- Aufgabenstellung:
1) Prüfen Sie für jede Aussage, ob sie mit dem Lesetext übereinstimmt. Antworten Sie jeweils mit Ja oder Nein und zitieren Sie die entscheidenden Worte des Lesetextes wörtlich: (a) Jehova wirft nach und nach mehr Licht auf sein Wort. (b) Jesus unterwies seine Jünger nur ein einziges Mal über Demut. (c) Es kann länger dauern, sich einen Grundsatz zu Herzen zu nehmen, als ihn verstandesmäßig zu begreifen.
2) Erklären Sie in ein bis drei Sätzen, warum Jehova laut Lesetext allmählich mehr Licht auf sein Wort wirft, statt ständig mit Neuigkeiten zu überschütten.
3) Schreiben Sie aus dem Lesetext den Abschnitt zwischen „Unsere Wertschätzung für“ und „Johannes 13:5, 12-17).“ einschließlich dieser Worte ab.
::: Lesetext
Aus gutem Grund überschüttet uns Jehova nicht ständig mit begeisternden Neuigkeiten. Vielmehr wirft er allmählich oder fortschreitend mehr Licht auf sein Wort (Sprüche 4:18). Dies ermöglicht es seinem Volk, Gelerntes in sich aufzunehmen und zu praktizieren. Jesus folgte dem Beispiel seines Vaters, als er seine ersten Jünger lehrte. Er erklärte ihnen Gottes Wort, „so wie sie es zu hören vermochten“ oder es „verstehen konnten“, wie es in einigen Übersetzungen heißt (Markus 4:33; vergleiche Johannes 16:12).
Unsere Wertschätzung für Gottes Vorkehrungen stärken
Jesus gebrauchte auch Wiederholungen. Verstandesmäßig mag man ohne weiteres einen bestimmten Punkt begreifen — zum Beispiel einen biblischen Grundsatz —, aber ihn sich zu Herzen zu nehmen und zu einem Teil der christlichen ‘neuen Persönlichkeit’ zu machen kann etwas länger dauern, besonders dann, wenn alte weltliche Wege und Neigungen tief verwurzelt sind (Epheser 4:22-24). Das war offensichtlich bei den Jüngern Jesu der Fall, als es galt, Stolz zu überwinden und Demut zu entwickeln. Jesus mußte sie bei mehreren Gelegenheiten in bezug auf Demut unterweisen. Jedesmal zeigte er ihnen denselben grundlegenden Punkt aus einer anderen Perspektive, damit er sich ihnen einprägen würde, was schließlich auch geschah (Matthäus 18:1-4; 23:11, 12; Lukas 14:7-11; Johannes 13:5, 12-17).
::::::
::: Auszüge der Einträge
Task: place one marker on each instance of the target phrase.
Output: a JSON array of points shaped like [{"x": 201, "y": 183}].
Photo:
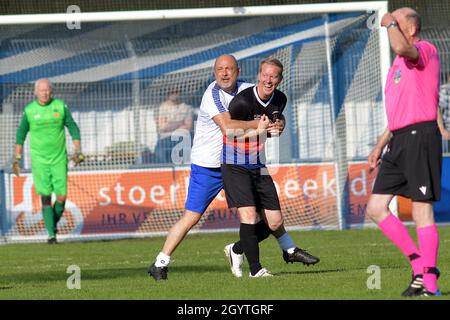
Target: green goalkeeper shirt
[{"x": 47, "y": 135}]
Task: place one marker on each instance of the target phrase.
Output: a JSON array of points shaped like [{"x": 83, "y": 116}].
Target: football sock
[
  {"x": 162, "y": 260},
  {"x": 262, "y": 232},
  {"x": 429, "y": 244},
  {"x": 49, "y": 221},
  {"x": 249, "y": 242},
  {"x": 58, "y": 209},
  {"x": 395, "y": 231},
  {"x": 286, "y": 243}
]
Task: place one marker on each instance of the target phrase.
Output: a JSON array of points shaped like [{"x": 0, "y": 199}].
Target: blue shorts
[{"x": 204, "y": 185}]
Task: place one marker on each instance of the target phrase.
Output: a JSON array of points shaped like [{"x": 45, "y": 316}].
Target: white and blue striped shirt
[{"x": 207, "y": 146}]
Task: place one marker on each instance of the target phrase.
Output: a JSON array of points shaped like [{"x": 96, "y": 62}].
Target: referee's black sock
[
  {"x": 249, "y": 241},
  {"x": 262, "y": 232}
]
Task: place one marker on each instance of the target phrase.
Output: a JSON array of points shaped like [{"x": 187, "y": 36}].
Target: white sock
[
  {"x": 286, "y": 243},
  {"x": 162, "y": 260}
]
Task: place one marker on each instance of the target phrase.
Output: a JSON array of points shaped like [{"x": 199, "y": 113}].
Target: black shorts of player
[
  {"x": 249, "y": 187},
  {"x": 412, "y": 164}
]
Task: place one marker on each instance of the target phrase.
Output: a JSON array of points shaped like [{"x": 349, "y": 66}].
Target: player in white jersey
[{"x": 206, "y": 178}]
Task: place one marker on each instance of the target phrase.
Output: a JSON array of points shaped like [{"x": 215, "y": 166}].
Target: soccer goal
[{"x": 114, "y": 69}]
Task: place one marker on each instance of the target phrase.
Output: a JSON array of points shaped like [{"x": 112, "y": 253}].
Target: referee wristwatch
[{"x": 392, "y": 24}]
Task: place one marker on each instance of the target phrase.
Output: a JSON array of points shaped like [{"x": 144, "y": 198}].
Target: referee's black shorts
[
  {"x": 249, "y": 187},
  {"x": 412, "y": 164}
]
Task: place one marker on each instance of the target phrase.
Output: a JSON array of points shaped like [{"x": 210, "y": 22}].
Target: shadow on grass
::::::
- Lösungen:
1)
(a) Ja: „Vielmehr wirft er allmählich oder fortschreitend mehr Licht auf sein Wort“
(b) Nein: „Jesus mußte sie bei mehreren Gelegenheiten in bezug auf Demut unterweisen.“
(c) Ja: „aber ihn sich zu Herzen zu nehmen und zu einem Teil der christlichen ‘neuen Persönlichkeit’ zu machen kann etwas länger dauern“

2) Durch dieses schrittweise Vorgehen kann sein Volk das Gelernte in sich aufnehmen und praktizieren.

3)
Unsere Wertschätzung für Gottes Vorkehrungen stärken
Jesus gebrauchte auch Wiederholungen. Verstandesmäßig mag man ohne weiteres einen bestimmten Punkt begreifen — zum Beispiel einen biblischen Grundsatz —, aber ihn sich zu Herzen zu nehmen und zu einem Teil der christlichen ‘neuen Persönlichkeit’ zu machen kann etwas länger dauern, besonders dann, wenn alte weltliche Wege und Neigungen tief verwurzelt sind (Epheser 4:22-24). Das war offensichtlich bei den Jüngern Jesu der Fall, als es galt, Stolz zu überwinden und Demut zu entwickeln. Jesus mußte sie bei mehreren Gelegenheiten in bezug auf Demut unterweisen. Jedesmal zeigte er ihnen denselben grundlegenden Punkt aus einer anderen Perspektive, damit er sich ihnen einprägen würde, was schließlich auch geschah (Matthäus 18:1-4; 23:11, 12; Lukas 14:7-11; Johannes 13:5, 12-17).